● SELECTED EXTRACT
====================

How do extended thinking budget and effort level differ?

They control completely different things.

Extended thinking budget (4.6 syntax: thinking.budget_tokens: N) is a precise hard ceiling — it only governs the maximum tokens spent on the thinking phase, and setting it forces thinking on.

Effort level (output_config.effort) is a coarse-grained knob across five steps: low / medium / high / xhigh / max. It doesn’t just affect thinking depth — it also influences tool call frequency, subagent triggering, and response length, all at once. A rough analogy: budget is a manual throttle, effort is an autopilot mode.

Anthropic’s official reason for dropping budget in 4.7 is “adaptive thinking performs more consistently than fixed budget in internal evaluations.” The broader design shift is pulling internal controls back into the model itself — the same release also removed the temperature / top_p / top_k knobs in the same direction. For developers, that means losing precise token-budget prediction; the replacement is task_budget (a soft suggestion) to control the token ceiling across the full loop.

====================

● WHAT YOU NEED TO DO
In the excerpt on thinking budget and effort level, what are the five steps of the effort level?

Point-per-instance localization data:
====================

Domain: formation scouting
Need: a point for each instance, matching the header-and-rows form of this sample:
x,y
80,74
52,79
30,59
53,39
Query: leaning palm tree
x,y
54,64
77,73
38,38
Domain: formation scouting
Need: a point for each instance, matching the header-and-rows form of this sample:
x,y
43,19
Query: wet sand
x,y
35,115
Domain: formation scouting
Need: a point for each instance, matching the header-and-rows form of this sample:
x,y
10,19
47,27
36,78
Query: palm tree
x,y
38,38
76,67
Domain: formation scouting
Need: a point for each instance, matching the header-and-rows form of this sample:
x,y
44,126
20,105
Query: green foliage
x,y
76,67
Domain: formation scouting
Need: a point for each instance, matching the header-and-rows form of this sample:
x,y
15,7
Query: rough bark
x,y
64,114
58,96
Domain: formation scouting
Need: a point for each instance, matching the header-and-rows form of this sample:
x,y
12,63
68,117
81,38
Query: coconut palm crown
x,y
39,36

====================

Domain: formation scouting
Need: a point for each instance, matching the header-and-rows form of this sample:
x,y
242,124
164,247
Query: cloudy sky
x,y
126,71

====================

● ANSWER TO THE EXERCISE
Low, medium, high, xhigh, and max.